* **与えられた文章**:
+--

2020年6月28日日曜日

NO263 「臨死体験」

ワンマン社長として辣腕を振るってきた60才の社長が、ある日突然心臓麻痺で死んでしまいました。肉体から抜けた彼の「魂」は、トンネルと林を通り、お花畑に差し掛かりました。空は青く、寒くも暑くもなく、とても心地よいところです。すると、天から声が聞こえてきたそうです。

「川べりまで行ったら『人生のまとめ』について尋ねる。川べりに着くまでに、自分がどんな人生を歩んできたのかを、まとめておきなさい」

その社長は、人の20倍も30倍も努力をして、頑張って、怠けることも、休むこともなく、ただただ働き続けました。会社は大きくなり、従業員は1000人。商工会の役員も務め、地位と名誉を手に入れたのです。自分が成し遂げた実績に自信をもっていた社長は、「努力し、頑張り続けた自分は、きっと神様に褒めていただける」と胸を張り、意気揚々と川べりまで歩いていきました。川べりにたどり着いたとき、再び、あの声が聞こえてきました。

「それでは『人生のまとめ』について聞く。人生をどれほど楽しんできたか?」

+--

* **保存された一覧**:
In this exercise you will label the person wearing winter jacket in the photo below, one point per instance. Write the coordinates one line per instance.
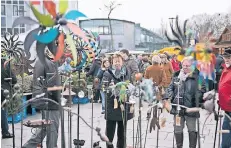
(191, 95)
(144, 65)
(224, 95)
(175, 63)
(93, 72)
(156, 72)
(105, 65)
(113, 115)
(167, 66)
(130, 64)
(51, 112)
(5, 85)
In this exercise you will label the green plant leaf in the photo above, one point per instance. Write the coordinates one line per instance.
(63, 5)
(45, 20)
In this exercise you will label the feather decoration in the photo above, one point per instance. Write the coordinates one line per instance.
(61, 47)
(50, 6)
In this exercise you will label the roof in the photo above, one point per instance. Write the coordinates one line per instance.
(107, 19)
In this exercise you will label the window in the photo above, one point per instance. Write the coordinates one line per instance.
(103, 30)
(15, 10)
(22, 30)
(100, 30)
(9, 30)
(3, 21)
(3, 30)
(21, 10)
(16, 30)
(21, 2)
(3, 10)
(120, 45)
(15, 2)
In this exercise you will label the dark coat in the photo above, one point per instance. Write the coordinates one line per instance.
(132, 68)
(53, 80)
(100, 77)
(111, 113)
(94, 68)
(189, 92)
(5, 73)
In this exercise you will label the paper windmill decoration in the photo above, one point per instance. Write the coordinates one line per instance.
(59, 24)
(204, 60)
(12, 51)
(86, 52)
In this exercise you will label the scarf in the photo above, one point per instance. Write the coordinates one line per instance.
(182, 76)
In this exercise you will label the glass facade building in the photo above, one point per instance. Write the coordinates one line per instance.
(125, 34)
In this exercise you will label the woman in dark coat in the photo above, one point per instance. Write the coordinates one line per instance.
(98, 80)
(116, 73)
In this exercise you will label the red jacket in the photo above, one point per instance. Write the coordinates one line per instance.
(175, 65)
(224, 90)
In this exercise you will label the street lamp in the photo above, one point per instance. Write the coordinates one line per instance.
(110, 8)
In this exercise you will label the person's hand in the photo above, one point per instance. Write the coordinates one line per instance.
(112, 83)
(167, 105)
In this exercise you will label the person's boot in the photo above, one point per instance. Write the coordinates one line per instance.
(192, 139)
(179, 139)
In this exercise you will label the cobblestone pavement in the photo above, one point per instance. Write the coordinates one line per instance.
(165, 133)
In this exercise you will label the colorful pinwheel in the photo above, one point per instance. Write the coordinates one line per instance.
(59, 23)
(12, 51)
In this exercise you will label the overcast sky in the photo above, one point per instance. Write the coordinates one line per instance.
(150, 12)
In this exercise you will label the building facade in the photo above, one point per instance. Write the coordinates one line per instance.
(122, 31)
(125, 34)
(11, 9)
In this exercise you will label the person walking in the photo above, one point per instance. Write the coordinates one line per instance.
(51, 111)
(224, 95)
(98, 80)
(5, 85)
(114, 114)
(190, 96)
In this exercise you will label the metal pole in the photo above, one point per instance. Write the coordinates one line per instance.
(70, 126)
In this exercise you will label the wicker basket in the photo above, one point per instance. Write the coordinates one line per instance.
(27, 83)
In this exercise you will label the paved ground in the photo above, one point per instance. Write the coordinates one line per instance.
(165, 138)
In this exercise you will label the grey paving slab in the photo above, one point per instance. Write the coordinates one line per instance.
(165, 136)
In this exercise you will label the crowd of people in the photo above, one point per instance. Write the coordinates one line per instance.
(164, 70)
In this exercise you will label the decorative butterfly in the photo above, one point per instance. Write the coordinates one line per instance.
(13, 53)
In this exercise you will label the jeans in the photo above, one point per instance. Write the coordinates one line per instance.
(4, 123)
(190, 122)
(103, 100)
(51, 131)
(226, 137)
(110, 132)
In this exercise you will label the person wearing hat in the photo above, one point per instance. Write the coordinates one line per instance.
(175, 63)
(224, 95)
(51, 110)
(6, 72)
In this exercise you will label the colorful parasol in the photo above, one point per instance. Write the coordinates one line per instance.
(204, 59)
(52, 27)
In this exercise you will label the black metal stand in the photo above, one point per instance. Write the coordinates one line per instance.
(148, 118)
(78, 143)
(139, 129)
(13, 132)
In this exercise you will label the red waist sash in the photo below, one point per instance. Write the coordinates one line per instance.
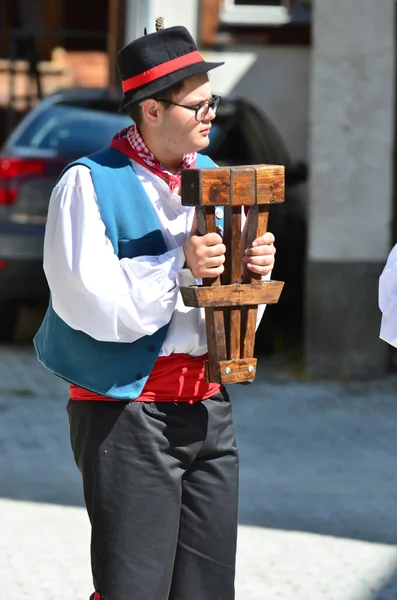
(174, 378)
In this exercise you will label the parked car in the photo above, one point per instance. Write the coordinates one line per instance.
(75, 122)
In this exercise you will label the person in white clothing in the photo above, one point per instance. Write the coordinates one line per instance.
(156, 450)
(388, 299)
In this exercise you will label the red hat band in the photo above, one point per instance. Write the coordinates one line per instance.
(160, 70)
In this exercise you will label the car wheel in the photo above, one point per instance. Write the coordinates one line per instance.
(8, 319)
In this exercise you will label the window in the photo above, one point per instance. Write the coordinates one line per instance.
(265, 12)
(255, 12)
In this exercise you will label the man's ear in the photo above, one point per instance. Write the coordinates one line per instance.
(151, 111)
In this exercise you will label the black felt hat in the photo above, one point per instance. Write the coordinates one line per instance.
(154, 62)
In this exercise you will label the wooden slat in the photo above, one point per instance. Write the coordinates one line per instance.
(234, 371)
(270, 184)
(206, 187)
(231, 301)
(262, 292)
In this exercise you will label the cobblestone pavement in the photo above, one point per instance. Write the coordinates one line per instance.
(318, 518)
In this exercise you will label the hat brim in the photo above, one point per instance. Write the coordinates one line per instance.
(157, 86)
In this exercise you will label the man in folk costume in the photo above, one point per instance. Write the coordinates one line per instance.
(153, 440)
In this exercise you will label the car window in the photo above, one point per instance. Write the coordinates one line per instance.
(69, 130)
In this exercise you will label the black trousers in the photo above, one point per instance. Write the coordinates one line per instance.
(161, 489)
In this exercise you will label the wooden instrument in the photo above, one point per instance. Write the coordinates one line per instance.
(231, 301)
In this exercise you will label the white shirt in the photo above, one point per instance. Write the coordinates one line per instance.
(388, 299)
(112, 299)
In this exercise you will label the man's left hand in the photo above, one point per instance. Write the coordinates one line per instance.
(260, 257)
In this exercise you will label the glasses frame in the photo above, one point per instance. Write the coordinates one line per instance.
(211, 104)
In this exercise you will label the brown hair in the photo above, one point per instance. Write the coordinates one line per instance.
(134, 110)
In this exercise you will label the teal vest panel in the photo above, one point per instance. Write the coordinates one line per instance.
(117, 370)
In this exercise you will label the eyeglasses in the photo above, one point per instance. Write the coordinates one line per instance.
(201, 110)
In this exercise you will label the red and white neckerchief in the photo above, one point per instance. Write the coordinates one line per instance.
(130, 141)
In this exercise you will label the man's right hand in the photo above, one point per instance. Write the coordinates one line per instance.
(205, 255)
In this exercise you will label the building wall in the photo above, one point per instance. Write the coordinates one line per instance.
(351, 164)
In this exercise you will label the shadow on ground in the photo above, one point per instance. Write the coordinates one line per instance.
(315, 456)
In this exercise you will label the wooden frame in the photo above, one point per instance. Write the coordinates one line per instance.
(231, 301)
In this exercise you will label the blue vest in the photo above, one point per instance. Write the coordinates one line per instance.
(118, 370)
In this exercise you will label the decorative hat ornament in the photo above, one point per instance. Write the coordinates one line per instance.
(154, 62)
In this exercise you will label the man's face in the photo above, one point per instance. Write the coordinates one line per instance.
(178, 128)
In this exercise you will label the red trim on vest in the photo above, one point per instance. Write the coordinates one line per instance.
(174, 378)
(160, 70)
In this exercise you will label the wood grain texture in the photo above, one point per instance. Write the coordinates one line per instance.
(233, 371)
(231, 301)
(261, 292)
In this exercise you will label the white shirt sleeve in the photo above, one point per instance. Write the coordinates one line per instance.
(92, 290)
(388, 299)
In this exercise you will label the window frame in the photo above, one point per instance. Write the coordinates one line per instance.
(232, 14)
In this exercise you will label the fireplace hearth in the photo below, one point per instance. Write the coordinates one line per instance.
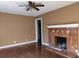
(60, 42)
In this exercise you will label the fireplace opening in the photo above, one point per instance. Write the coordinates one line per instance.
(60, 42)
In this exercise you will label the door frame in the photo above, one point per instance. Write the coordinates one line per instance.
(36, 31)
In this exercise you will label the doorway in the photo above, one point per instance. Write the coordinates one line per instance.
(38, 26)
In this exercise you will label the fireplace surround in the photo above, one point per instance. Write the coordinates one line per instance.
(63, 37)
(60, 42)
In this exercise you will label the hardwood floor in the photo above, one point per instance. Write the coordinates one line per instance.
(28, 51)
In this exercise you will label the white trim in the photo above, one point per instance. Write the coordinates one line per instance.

+--

* **やること**:
A. 一覧から「hand」という語を含む行を、すべて書き出してください。
B. 臨死体験の文章の最後の一文を受けて、その続きを書いてください。

* **答え**:
A.
In this exercise you will label the person's hand in the photo above, one point per instance. Write the coordinates one line per instance.
In this exercise you will label the man's left hand in the photo above, one point per instance. Write the coordinates one line per instance.
In this exercise you will label the man's right hand in the photo above, one point per instance. Write the coordinates one line per instance.

B.
社長は絶句し、答えられませんでした。「人生を楽しんだ」と思った瞬間が、一瞬たりともなかったからです。社長は、「人生は努力をするもの、頑張るものだ」と疑わず、ひたすら厳しく生きてきました。従業員を叱咤し、家族にも厳しく接してきました。そんな彼に「人生を楽しむ」という概念は、まったくなかったのです。
言葉を失った社長に、「天の声」は言いました。
「あなたは人生を勘違いして生きてきました。もう一度やり直しなさい」
「えっ」と思った瞬間、社長は息を吹き返しました。生き返ったのです。彼は今も生きています

~ 小林正観氏より ~


所長視点)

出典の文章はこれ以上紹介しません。